• TEXT SHOWN:
=-=-=-=-=
I'm glad Robbo made this thread as it gives people something to shoot for and to compare with to get tips for increasing speed

With x10 it's a bios fault and not a cpu issue,some mobo's wont allow higher apparently.
When you hit your fsb wall thats all your getting,the cpu-nb won't go higher








so many ram and cpu overclocking options but nothing for the cpu-nb!


----------



## robbo2

Chances are BWG will take over either the spreadsheet or the OP as I have no experience doing google docs







I will however be updating the one that is there till that is sorted. Only it will have to wait till I get home from work in about 10 hours


----------



## solar0987

Settling for this
Im done tweaking for now muahahahah


----------



## BWG

robbo, I think it is going to work best if I takeover post 1. I started that process with iceblade. If you would rather do it the other way, I don't care. What other things do you guys want to see? Obviously split DDR2 from DDR3. How about splitting off X2, X4, and X6 too?

I figured that we could put other information in the spreadsheet too like DDR voltage and CPU voltage. I could add a tutorial on the basics for ram optimization to make your results better on MaxxMem.
=-=-=-=-=
• LISTING:
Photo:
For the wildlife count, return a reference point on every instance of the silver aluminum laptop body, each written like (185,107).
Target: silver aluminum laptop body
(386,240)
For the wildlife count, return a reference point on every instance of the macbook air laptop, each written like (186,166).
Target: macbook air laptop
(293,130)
=-=-=-=-=
• WHAT TO DO: Copy out the entire forum thread on overclocking and memory benchmark results shown above, word for word.

• TASK OUTPUT:
I'm glad Robbo made this thread as it gives people something to shoot for and to compare with to get tips for increasing speed

With x10 it's a bios fault and not a cpu issue,some mobo's wont allow higher apparently.
When you hit your fsb wall thats all your getting,the cpu-nb won't go higher








so many ram and cpu overclocking options but nothing for the cpu-nb!


----------



## robbo2

Chances are BWG will take over either the spreadsheet or the OP as I have no experience doing google docs







I will however be updating the one that is there till that is sorted. Only it will have to wait till I get home from work in about 10 hours


----------



## solar0987

Settling for this
Im done tweaking for now muahahahah


----------



## BWG

robbo, I think it is going to work best if I takeover post 1. I started that process with iceblade. If you would rather do it the other way, I don't care. What other things do you guys want to see? Obviously split DDR2 from DDR3. How about splitting off X2, X4, and X6 too?

I figured that we could put other information in the spreadsheet too like DDR voltage and CPU voltage. I could add a tutorial on the basics for ram optimization to make your results better on MaxxMem.